§ YOUR GOAL
How many lines in the listing below include the word "target"? Reply with the count alone.

'''

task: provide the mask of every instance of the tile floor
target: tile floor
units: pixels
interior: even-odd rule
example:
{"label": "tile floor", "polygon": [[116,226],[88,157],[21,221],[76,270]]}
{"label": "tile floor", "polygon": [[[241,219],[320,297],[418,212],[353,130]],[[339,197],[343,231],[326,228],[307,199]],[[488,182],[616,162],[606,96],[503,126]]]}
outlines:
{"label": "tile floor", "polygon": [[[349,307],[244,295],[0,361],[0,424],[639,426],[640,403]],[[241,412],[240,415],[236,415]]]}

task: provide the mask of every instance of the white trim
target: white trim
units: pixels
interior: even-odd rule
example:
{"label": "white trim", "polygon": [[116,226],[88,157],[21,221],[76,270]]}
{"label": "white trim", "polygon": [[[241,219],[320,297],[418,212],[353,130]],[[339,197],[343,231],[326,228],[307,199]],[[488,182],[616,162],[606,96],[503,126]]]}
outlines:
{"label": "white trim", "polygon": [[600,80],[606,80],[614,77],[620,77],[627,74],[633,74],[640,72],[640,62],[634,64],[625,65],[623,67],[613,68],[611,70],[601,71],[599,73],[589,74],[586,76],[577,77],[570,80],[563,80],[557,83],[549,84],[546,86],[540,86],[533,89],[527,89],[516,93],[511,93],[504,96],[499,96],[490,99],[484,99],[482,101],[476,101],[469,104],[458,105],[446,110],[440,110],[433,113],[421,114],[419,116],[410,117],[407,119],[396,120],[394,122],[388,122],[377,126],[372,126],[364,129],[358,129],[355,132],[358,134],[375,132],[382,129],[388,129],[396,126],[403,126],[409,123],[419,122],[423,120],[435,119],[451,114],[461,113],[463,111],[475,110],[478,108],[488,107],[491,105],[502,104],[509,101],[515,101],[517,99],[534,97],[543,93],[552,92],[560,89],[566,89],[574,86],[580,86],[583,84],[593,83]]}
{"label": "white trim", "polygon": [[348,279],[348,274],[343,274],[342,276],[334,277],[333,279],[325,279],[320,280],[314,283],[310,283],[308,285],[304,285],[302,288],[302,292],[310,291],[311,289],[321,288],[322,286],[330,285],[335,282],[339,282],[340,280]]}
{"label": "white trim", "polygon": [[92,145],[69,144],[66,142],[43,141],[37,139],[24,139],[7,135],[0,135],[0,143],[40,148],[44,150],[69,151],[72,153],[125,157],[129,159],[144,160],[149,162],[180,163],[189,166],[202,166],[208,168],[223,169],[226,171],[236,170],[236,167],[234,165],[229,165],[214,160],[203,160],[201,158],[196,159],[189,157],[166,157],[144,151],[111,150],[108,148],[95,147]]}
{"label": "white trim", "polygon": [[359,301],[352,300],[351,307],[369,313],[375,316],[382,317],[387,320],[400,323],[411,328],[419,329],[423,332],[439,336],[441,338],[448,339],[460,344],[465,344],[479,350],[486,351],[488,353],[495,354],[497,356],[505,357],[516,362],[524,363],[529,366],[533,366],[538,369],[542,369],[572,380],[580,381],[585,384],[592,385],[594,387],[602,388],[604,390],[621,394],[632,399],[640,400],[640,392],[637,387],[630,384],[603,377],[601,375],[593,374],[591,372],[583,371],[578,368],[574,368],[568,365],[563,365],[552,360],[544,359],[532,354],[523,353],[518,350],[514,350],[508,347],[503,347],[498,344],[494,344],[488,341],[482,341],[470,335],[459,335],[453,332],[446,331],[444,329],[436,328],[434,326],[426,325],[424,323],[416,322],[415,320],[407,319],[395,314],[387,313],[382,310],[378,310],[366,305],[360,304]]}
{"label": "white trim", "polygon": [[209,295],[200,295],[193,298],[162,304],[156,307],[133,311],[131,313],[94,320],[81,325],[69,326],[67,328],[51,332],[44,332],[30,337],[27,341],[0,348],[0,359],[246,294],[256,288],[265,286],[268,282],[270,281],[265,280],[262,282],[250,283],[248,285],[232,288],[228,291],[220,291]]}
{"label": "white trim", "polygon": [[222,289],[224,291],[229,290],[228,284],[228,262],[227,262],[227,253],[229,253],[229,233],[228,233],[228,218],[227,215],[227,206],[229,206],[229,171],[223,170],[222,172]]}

'''

§ COMPLETED TASK
2